◆ **EXTRAIT D'INTERVIEW**
Extraits de l'interview de M. Jean-Pierre Chevènement, ministre de l'intérieur, à RTL le 2 février 1999, sur la polémique concernant ses propositions de lutte contre la délinquance, sa conception de l'Europe et la préparation des élections européennes.

Prononcé le

Intervenant(s) : 

Média : Emission L'Invité de RTL - RTL

Texte intégral

Question
«  Y a-t-il un “cas” Chevènement au sein du gouvernement ?

Jean-Pierre Chevènement
- Il y a une campagne qui est menée. Ce n’est pas moi seulement qu’elle vise, c’est le premier ministre. À partir du moment où il a affirmé certaines orientations politiques qui déplaisaient, on a voulu enfoncer un coin entre lui et moi, en utilisant tous les moyens, en se basant sur des faits qui n’ont pas existé, des propos que je n’ai pas tenus ou qu’on a interprétés autrement, c’est-à-dire sur une base vraiment inexistante. Alors, je vais vous répondre très gentiment : j’ai résisté au curare, je résisterai à la calomnie.

Question
- D’où vient cette campagne ?

◆ **DONNÉES**
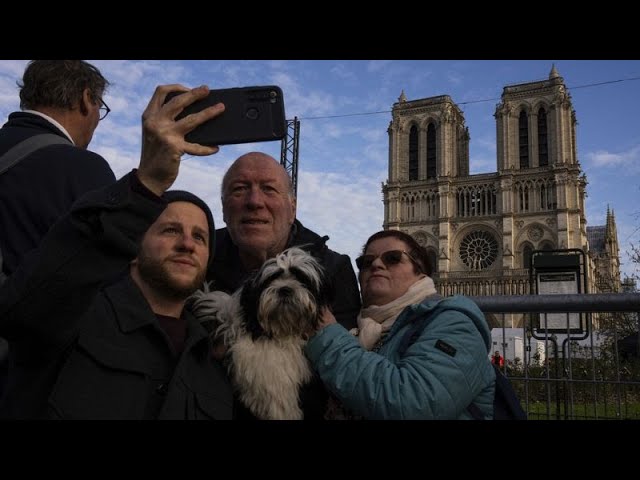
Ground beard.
[137,252,206,300]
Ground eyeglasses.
[356,250,423,273]
[100,99,111,120]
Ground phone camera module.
[245,107,260,120]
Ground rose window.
[460,232,498,270]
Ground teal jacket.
[306,296,495,420]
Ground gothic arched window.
[409,125,418,181]
[522,243,533,268]
[538,107,549,167]
[518,110,529,169]
[427,123,436,178]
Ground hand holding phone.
[165,85,287,146]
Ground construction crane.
[280,117,300,197]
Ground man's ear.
[80,88,96,115]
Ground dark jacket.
[209,220,360,420]
[0,112,116,274]
[209,220,360,329]
[0,174,232,419]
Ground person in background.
[305,230,495,420]
[491,350,504,368]
[0,85,232,420]
[0,60,115,398]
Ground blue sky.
[0,60,640,274]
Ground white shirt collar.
[23,110,76,145]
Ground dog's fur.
[208,247,332,420]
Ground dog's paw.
[189,290,231,325]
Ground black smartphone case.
[165,85,287,146]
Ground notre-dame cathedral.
[382,66,620,326]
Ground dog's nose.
[278,287,293,297]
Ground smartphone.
[165,85,287,146]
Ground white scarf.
[350,277,437,350]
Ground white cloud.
[586,145,640,167]
[367,60,393,73]
[298,172,384,266]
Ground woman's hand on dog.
[317,307,337,332]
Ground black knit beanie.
[162,190,216,266]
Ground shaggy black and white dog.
[194,247,332,420]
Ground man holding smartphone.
[0,85,232,420]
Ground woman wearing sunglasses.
[306,230,495,420]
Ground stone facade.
[382,67,620,326]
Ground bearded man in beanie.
[0,85,232,420]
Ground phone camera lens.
[245,107,260,120]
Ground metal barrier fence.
[469,293,640,420]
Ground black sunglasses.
[356,250,424,273]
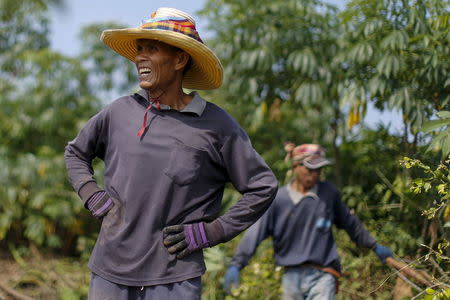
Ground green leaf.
[436,110,450,119]
[422,119,450,132]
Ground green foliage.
[341,0,450,134]
[422,111,450,159]
[0,0,131,253]
[400,157,450,299]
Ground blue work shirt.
[231,182,375,272]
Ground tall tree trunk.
[331,101,342,188]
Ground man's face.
[135,39,180,91]
[294,163,321,189]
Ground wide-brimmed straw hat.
[100,7,223,90]
[285,143,331,169]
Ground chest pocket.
[164,142,205,185]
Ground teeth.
[139,68,152,74]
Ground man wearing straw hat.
[224,143,392,300]
[65,8,277,299]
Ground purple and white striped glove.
[163,222,215,258]
[86,191,114,218]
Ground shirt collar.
[137,89,206,117]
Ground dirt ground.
[0,253,89,300]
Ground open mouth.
[139,68,152,76]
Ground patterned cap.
[286,144,331,169]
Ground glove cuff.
[204,219,225,247]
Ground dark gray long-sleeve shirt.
[231,182,375,272]
[65,93,277,286]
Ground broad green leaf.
[422,119,450,132]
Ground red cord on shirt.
[137,98,161,137]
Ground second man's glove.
[223,266,241,294]
[373,244,394,264]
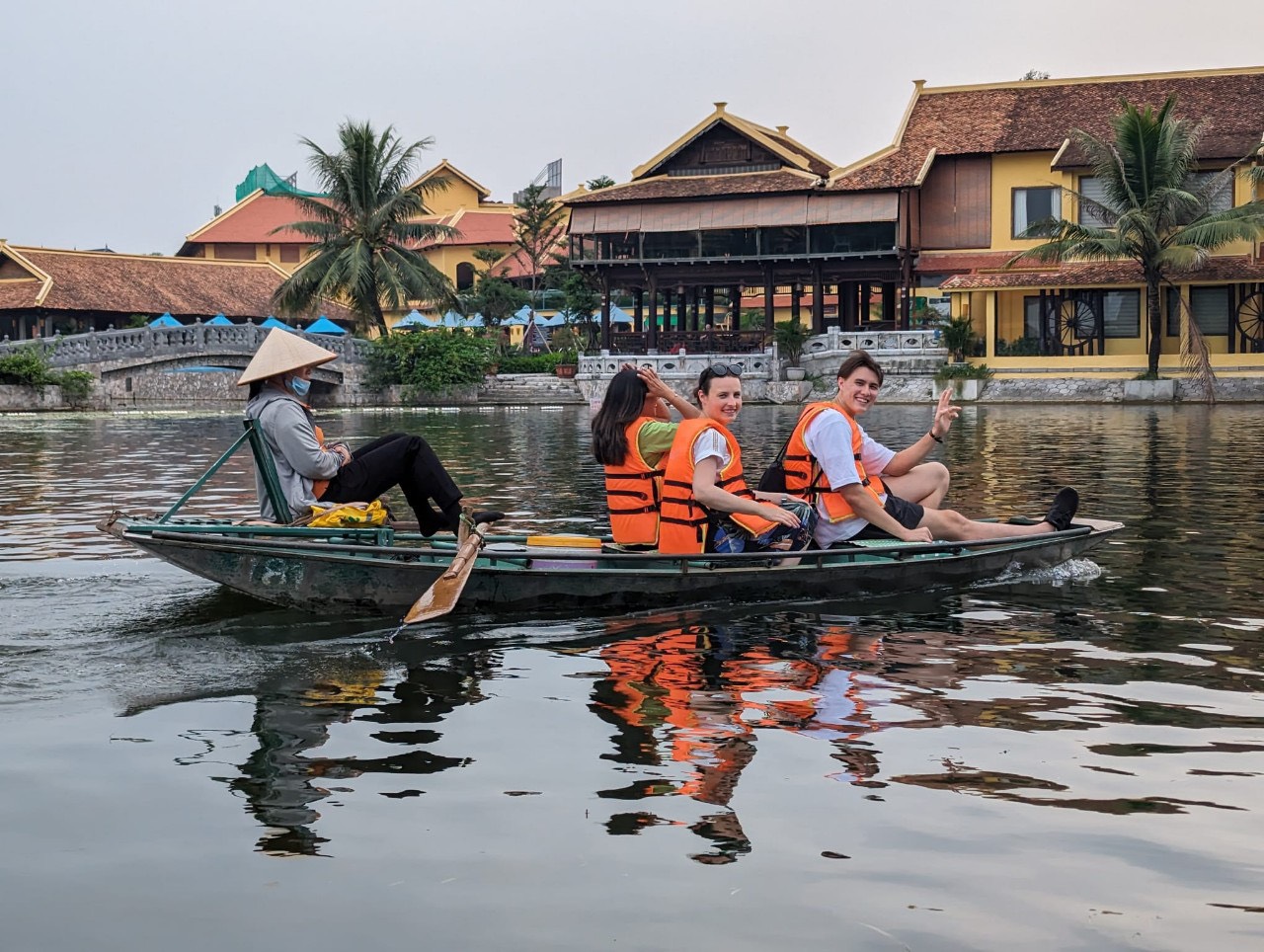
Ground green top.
[636,420,678,466]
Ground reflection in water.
[592,615,881,863]
[219,654,492,856]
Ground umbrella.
[304,315,347,334]
[394,307,438,328]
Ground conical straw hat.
[238,328,338,387]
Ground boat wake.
[976,559,1102,588]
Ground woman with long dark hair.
[592,365,700,546]
[659,362,817,555]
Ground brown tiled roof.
[831,67,1264,190]
[426,211,514,245]
[568,170,817,204]
[0,245,351,320]
[917,252,1014,275]
[940,257,1264,290]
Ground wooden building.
[830,67,1264,373]
[568,103,912,351]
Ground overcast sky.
[0,0,1264,254]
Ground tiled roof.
[830,67,1264,190]
[568,170,818,204]
[426,211,514,245]
[940,257,1264,290]
[917,252,1014,275]
[0,244,349,320]
[181,191,321,245]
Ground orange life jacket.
[605,416,664,545]
[785,401,886,522]
[659,416,776,555]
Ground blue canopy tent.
[394,307,438,330]
[303,315,347,334]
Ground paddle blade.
[403,526,487,624]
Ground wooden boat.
[98,420,1123,619]
[100,512,1123,615]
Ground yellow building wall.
[991,152,1066,252]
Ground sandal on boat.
[1044,486,1079,532]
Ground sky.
[0,0,1264,254]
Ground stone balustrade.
[0,321,369,368]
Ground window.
[1079,176,1110,227]
[1168,285,1232,338]
[1189,287,1228,338]
[1184,172,1233,212]
[1023,297,1040,340]
[1102,290,1142,338]
[1011,189,1062,238]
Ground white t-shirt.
[803,410,895,549]
[694,428,733,470]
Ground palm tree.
[272,121,456,334]
[1010,96,1264,375]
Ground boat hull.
[101,514,1123,614]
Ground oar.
[401,512,505,627]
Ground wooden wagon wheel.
[1237,290,1264,349]
[1055,298,1097,347]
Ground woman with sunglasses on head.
[592,364,701,547]
[659,364,817,555]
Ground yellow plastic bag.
[307,500,387,528]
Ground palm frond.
[1166,281,1216,403]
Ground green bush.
[996,338,1040,357]
[935,364,996,383]
[365,330,496,402]
[53,370,96,407]
[500,352,561,373]
[0,344,96,406]
[0,344,57,392]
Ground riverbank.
[0,370,1264,414]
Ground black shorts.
[852,493,926,538]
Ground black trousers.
[320,434,461,536]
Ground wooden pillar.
[838,280,861,330]
[645,278,659,351]
[763,265,777,330]
[601,276,610,351]
[812,262,826,334]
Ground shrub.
[365,330,496,402]
[500,353,561,373]
[935,364,996,383]
[0,344,57,392]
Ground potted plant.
[550,328,579,378]
[940,317,979,364]
[772,321,809,380]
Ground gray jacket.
[245,387,343,522]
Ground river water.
[0,406,1264,952]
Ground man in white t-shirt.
[787,351,1079,549]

◆ **CONSIGNE**
Répondez aux questions suivantes à partir de l'extrait d'interview :
1. Dans quelle émission l'entretien a-t-il été diffusé ?
2. Quelle fonction occupe Jean-Pierre Chevènement ?
3. Selon lui, qui la campagne vise-t-elle en plus de lui-même ?
Appuyez-vous uniquement sur l'extrait d'interview.

◆ **SOLUTION**
1. L'Invité de RTL, sur RTL.
2. Ministre de l'intérieur.
3. Le premier ministre.